ТЕКСТОВЫЙ БЛОК:
'''

Задача 58. Решите уравнение:    \({\cos ^2}\dfrac{x}{2}-2{\cos ^2}\dfrac{{5x}}{2}-{\sin ^2}\dfrac{x}{2} + 1 = 0\)

Ответ

ОТВЕТ: \(\dfrac{{\pi k}}{3};\;\,\,\;\dfrac{{\pi k}}{2};\,\,\,\,\,\,k \in Z.\)

Решение

\({\cos ^2}\dfrac{x}{2}-2{\cos ^2}\dfrac{{5x}}{2}-{\sin ^2}\dfrac{x}{2} + 1 = 0\)

Воспользуемся формулами косинуса двойного угла:

\(\cos 2\alpha  = {\cos ^2}\alpha -{\sin ^2}\alpha ;\,\,\,\,\,\,\,\,\,\,\,\,\cos 2\alpha  = 2{\cos ^2}\alpha -1.\)

\({\cos ^2}\dfrac{x}{2}-2{\cos ^2}\dfrac{{5x}}{2}-{\sin ^2}\dfrac{x}{2} + 1 = 0\,\,\,\,\,\,\, \Leftrightarrow \,\,\,\,\,\,\,{\cos ^2}\dfrac{x}{2}-{\sin ^2}\dfrac{x}{2}-\left( {2{{\cos }^2}\dfrac{{5x}}{2}-1} \right) = 0\,\,\,\,\,\,\, \Leftrightarrow \)

\( \Leftrightarrow \,\,\,\,\,\,\,\cos x-\cos 5x = 0.\)

Воспользуемся формулой разности косинусов:

\(\cos \alpha -\cos \beta  = -2\sin \dfrac{{\alpha  + \beta }}{2}\sin \dfrac{{\alpha -\beta }}{2}.\)

\(\cos x-\cos 5x = 0\,\,\,\,\,\,\, \Leftrightarrow \,\,\,\,\,\,\,-2\sin 3x\sin \left( {-2x} \right) = 0\,\,\,\,\,\,\, \Leftrightarrow \,\,\,\,\,\,\,\left[ {\begin{array}{*{20}{c}}{\sin 3x = 0,}\\{\sin 2x = 0\,}\end{array}} \right.\,\,\,\,\,\,\, \Leftrightarrow \)

\( \Leftrightarrow \,\,\,\,\,\,\,\left[ {\begin{array}{*{20}{c}}{3x = \pi k,}\\{2x = \pi k\,}\end{array}} \right.\,\,\,\,\,\,\,\, \Leftrightarrow \,\,\,\,\,\,\,\left[ {\begin{array}{*{20}{c}}{x = \dfrac{{\pi k}}{3},}\\{x = \dfrac{{\pi k}}{2},}\end{array}} \right.\,\,\,\,\,\,\,\,\,\,\,\,k\, \in \,Z.\)

Ответ:  \(\dfrac{{\pi k}}{3};\;\,\,\;\dfrac{{\pi k}}{2};\,\,\,\,\,\,k \in Z.\)

'''

ЦЕЛЬ ЗАДАНИЯ: Выведите без изменений фрагмент решения задачи 58 от слов «Воспользуемся формулами косинуса» до слов «0\,\,\,\,\,\,\, \Leftrightarrow \)» включительно.

ЗАПИСИ:

'''

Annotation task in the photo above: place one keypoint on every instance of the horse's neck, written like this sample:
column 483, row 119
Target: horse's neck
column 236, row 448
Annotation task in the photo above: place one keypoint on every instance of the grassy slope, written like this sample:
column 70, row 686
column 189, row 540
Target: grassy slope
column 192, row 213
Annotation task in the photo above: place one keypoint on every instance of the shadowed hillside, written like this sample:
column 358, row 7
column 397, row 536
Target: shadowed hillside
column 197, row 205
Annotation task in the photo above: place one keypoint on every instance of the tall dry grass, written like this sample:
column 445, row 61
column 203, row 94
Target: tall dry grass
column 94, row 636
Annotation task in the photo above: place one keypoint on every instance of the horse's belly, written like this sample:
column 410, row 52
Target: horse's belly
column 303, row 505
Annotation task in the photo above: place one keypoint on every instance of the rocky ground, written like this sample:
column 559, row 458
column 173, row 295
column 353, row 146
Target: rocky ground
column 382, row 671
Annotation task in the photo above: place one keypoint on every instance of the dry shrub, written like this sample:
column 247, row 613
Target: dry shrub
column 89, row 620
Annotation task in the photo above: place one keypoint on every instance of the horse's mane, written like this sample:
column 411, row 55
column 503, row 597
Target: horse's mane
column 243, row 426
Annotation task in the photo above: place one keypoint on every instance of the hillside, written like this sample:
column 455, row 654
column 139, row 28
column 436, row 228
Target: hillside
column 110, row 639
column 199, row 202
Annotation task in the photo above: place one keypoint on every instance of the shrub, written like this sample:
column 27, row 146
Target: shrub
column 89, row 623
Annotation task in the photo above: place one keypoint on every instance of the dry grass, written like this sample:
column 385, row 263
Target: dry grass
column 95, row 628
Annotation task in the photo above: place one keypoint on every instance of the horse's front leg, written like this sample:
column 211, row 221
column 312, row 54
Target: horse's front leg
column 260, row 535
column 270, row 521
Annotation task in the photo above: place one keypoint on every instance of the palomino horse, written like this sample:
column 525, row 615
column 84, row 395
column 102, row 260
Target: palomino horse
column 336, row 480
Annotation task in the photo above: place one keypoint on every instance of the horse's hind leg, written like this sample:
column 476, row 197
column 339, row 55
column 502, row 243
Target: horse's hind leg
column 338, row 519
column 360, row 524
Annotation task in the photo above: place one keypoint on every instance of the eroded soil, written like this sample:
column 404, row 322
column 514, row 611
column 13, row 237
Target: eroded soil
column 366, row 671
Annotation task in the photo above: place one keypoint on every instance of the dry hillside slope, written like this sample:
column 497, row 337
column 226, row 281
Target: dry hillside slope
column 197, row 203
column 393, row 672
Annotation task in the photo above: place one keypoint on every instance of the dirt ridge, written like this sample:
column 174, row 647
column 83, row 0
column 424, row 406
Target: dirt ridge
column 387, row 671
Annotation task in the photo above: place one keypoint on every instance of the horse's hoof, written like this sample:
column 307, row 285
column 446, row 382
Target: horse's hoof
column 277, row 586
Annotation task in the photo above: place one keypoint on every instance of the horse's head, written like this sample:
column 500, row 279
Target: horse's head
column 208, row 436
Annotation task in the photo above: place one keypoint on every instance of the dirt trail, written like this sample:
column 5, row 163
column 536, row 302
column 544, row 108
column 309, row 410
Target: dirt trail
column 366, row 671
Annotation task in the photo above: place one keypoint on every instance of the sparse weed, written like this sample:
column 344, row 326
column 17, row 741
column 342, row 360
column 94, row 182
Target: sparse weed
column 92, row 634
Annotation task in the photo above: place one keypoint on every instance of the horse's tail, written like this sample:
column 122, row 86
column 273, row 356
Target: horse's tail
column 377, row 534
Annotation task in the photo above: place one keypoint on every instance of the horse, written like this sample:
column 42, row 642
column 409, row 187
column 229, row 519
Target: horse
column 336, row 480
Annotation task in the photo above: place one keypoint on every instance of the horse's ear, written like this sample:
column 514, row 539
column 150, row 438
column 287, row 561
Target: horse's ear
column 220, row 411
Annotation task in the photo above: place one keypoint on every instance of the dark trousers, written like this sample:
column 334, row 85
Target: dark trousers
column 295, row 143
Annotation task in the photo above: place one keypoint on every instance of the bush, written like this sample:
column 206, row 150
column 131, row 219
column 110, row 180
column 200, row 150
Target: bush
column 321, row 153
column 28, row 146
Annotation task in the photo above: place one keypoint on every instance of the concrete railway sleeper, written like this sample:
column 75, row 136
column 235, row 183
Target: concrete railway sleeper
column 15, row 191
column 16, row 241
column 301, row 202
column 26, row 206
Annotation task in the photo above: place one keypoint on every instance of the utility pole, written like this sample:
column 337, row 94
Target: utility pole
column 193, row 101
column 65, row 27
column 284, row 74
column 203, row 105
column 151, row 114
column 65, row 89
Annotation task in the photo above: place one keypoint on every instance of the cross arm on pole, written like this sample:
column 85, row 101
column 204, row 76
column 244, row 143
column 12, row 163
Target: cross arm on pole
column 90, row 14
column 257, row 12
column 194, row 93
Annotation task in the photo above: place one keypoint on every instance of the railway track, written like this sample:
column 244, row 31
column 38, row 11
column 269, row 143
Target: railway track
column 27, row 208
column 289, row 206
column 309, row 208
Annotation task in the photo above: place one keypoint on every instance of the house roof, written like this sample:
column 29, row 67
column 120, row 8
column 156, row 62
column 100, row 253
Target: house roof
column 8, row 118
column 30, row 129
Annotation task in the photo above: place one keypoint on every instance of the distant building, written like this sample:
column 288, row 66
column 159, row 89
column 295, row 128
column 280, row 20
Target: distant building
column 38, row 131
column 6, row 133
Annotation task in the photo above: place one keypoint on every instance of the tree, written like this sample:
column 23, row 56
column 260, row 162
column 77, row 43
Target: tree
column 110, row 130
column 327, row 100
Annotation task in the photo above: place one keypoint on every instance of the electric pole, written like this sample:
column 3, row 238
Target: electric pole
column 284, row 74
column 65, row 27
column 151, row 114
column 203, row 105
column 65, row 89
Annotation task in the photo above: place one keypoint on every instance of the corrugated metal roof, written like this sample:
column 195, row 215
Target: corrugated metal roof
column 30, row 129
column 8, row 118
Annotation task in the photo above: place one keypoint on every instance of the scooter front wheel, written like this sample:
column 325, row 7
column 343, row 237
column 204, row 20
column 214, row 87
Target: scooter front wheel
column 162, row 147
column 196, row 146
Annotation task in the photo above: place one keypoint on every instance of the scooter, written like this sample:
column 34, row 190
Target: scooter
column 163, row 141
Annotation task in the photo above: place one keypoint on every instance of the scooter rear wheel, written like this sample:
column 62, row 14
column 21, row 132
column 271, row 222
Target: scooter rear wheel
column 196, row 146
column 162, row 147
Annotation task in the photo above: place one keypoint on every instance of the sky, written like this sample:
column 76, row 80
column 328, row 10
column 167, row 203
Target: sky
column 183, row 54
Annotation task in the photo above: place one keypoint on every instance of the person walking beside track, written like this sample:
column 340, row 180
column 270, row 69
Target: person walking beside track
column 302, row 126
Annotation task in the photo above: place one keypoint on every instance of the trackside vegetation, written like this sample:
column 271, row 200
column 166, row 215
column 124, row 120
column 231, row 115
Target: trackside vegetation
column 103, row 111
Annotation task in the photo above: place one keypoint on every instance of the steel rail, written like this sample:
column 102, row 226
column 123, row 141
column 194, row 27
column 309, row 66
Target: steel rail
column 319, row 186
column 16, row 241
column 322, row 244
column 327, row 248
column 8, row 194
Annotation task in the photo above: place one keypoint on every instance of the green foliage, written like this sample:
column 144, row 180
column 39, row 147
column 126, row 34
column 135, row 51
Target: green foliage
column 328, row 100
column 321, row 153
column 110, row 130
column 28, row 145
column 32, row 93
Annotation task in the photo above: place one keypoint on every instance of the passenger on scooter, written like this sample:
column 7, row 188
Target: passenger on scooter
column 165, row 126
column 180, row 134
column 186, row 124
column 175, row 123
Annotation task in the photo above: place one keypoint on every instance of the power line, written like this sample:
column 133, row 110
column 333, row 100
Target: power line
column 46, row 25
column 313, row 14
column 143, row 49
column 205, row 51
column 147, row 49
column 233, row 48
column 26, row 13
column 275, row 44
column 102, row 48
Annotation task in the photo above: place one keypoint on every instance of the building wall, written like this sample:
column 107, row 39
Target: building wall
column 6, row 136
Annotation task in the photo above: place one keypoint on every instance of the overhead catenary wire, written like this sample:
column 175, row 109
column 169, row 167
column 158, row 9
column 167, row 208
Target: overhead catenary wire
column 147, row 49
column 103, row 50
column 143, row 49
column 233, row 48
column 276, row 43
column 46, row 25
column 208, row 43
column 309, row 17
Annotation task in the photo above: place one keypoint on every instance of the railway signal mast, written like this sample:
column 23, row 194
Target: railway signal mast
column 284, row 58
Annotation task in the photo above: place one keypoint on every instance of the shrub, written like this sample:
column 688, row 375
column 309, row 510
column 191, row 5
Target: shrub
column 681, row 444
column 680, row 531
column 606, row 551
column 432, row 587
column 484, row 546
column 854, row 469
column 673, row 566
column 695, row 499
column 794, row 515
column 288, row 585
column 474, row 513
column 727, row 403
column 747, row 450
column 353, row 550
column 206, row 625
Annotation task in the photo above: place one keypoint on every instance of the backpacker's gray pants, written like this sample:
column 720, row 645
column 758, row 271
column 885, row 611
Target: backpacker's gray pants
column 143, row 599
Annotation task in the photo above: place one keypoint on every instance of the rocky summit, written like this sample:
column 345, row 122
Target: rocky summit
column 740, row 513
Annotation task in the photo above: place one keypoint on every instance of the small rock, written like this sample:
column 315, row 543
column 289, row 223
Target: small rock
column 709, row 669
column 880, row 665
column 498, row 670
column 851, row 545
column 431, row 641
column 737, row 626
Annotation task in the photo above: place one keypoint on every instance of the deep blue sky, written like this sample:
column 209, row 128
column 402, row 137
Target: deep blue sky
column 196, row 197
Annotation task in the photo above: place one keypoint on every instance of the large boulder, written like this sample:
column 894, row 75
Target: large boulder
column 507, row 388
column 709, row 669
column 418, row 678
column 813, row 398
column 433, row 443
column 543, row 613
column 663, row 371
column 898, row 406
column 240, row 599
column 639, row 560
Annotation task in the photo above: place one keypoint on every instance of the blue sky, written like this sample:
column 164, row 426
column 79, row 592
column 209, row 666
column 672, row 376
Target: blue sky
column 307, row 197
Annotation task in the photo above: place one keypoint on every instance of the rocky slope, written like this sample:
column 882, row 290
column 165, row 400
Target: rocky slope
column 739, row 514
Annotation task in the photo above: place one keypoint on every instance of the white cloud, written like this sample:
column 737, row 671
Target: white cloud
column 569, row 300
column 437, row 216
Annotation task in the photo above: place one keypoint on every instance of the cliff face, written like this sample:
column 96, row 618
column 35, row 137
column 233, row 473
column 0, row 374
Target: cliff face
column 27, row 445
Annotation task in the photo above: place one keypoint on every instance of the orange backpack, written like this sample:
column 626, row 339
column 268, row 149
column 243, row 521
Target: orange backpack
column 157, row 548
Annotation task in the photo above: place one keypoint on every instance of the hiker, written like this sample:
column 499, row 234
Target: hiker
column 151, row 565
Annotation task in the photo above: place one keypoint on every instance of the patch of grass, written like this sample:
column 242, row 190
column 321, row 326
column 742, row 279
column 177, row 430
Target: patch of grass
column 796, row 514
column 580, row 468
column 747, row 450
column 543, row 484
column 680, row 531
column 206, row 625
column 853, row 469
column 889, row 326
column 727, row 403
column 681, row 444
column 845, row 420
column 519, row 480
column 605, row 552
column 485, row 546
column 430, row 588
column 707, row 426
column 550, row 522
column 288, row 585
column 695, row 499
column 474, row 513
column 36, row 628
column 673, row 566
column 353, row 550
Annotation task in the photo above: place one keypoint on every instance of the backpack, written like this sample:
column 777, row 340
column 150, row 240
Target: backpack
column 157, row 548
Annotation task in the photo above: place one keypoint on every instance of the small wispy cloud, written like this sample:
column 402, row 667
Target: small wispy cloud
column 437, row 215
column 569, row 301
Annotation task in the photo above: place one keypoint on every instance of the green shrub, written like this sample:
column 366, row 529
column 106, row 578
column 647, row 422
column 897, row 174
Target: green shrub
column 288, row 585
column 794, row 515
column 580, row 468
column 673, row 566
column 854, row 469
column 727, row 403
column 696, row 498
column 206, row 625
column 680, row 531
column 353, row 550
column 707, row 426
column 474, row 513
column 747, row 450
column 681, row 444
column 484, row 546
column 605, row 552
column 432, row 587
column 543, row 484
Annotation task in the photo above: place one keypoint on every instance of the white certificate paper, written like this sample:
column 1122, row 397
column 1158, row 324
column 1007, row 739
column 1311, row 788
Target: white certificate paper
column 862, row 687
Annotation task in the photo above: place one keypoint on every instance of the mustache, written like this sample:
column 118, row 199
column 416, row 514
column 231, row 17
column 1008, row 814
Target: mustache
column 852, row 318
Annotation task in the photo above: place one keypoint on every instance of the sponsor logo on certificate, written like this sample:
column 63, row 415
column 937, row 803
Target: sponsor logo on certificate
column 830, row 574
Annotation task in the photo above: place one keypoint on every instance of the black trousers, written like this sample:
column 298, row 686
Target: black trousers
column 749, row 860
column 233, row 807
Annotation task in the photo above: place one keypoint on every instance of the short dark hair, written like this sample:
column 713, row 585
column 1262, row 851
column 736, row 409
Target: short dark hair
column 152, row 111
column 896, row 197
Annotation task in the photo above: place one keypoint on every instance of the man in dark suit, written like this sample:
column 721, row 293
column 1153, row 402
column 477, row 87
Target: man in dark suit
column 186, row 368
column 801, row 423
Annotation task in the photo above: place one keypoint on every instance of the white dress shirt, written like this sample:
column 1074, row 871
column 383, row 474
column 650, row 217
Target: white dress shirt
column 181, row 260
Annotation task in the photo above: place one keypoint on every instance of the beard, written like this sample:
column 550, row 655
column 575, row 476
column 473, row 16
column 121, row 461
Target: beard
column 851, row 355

'''

РЕЗУЛЬТАТ ВЫПОЛНЕНИЯ:
Воспользуемся формулами косинуса двойного угла:

\(\cos 2\alpha  = {\cos ^2}\alpha -{\sin ^2}\alpha ;\,\,\,\,\,\,\,\,\,\,\,\,\cos 2\alpha  = 2{\cos ^2}\alpha -1.\)

\({\cos ^2}\dfrac{x}{2}-2{\cos ^2}\dfrac{{5x}}{2}-{\sin ^2}\dfrac{x}{2} + 1 = 0\,\,\,\,\,\,\, \Leftrightarrow \,\,\,\,\,\,\,{\cos ^2}\dfrac{x}{2}-{\sin ^2}\dfrac{x}{2}-\left( {2{{\cos }^2}\dfrac{{5x}}{2}-1} \right) = 0\,\,\,\,\,\,\, \Leftrightarrow \)